(WORK TO COMPLETE) Write out all of the data without omission, exactly as shown.

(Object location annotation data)
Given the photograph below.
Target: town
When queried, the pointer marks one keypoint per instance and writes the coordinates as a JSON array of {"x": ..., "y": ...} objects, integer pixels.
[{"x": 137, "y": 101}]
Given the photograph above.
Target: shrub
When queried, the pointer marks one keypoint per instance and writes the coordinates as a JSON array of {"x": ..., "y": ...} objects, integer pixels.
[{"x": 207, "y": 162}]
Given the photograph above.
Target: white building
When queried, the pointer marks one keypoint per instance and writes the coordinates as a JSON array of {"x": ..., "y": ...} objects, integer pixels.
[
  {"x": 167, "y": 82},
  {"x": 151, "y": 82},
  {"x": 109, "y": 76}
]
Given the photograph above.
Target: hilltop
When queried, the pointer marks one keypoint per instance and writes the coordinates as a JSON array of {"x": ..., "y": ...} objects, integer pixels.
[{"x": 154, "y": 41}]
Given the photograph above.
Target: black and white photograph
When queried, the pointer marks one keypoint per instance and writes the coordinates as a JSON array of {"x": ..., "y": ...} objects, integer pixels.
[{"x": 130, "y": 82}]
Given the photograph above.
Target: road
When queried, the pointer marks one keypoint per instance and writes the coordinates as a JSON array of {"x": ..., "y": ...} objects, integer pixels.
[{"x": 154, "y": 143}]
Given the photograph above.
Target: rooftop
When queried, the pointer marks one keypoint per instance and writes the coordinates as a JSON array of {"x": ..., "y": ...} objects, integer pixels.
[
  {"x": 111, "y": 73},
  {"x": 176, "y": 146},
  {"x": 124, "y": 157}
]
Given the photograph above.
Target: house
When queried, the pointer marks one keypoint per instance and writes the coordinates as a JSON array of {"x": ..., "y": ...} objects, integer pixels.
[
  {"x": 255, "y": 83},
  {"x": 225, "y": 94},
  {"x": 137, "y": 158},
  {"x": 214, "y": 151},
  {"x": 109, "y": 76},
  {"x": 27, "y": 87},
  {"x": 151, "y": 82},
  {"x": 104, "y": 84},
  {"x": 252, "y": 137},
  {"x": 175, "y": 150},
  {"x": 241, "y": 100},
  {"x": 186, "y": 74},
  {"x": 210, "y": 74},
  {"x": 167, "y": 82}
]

(FINISHED EXERCISE)
Given the photograph below.
Target: town
When queried, the pointer marks one keypoint per instance and writes the coordinates as a JSON array of {"x": ..., "y": ...} objects, integer pixels.
[{"x": 137, "y": 101}]
Given the photograph above.
Target: shrub
When queried, the pointer marks one keypoint per instance and writes the coordinates as a JSON array of {"x": ..., "y": ...} objects, integer pixels.
[{"x": 207, "y": 162}]
Given the photograph above.
Target: white building
When queried, the pointer marks one keypoint per instance and writes the coordinates as a JSON array of {"x": ..., "y": ...} objects, integer pixels.
[
  {"x": 167, "y": 82},
  {"x": 151, "y": 82},
  {"x": 109, "y": 76}
]
Given the photograph above.
Target: hilltop
When queried, the pointer marks one keypoint per instance and writes the coordinates as a JSON array of {"x": ..., "y": ...} objects, integer pixels.
[{"x": 154, "y": 41}]
Given the photograph above.
Target: black and white photograph
When queried, the pointer marks one keypoint per instance and writes the coordinates as a JSON array of {"x": ..., "y": ...} objects, integer pixels.
[{"x": 130, "y": 82}]
Given the photograph above.
Target: road
When queried, the pointer marks one keypoint per instance and writes the coordinates as a JSON array of {"x": ..., "y": ...} objects, integer pixels.
[{"x": 154, "y": 143}]
Given the photograph above.
Target: rooftop
When queried, the pointer marks one keypoint per instance and writes the coordinates as a JSON array of {"x": ..., "y": ...} objects, integer pixels.
[
  {"x": 111, "y": 73},
  {"x": 176, "y": 146},
  {"x": 124, "y": 157}
]
Given the photograph above.
Target: house
When queried, the pointer marks one keypoint per instance and writes the coordinates as a JSON array of {"x": ..., "y": ...} objects, integer pixels.
[
  {"x": 255, "y": 83},
  {"x": 225, "y": 94},
  {"x": 137, "y": 158},
  {"x": 214, "y": 151},
  {"x": 109, "y": 76},
  {"x": 27, "y": 87},
  {"x": 151, "y": 82},
  {"x": 104, "y": 84},
  {"x": 252, "y": 137},
  {"x": 175, "y": 150},
  {"x": 241, "y": 100},
  {"x": 186, "y": 74},
  {"x": 210, "y": 74},
  {"x": 167, "y": 82}
]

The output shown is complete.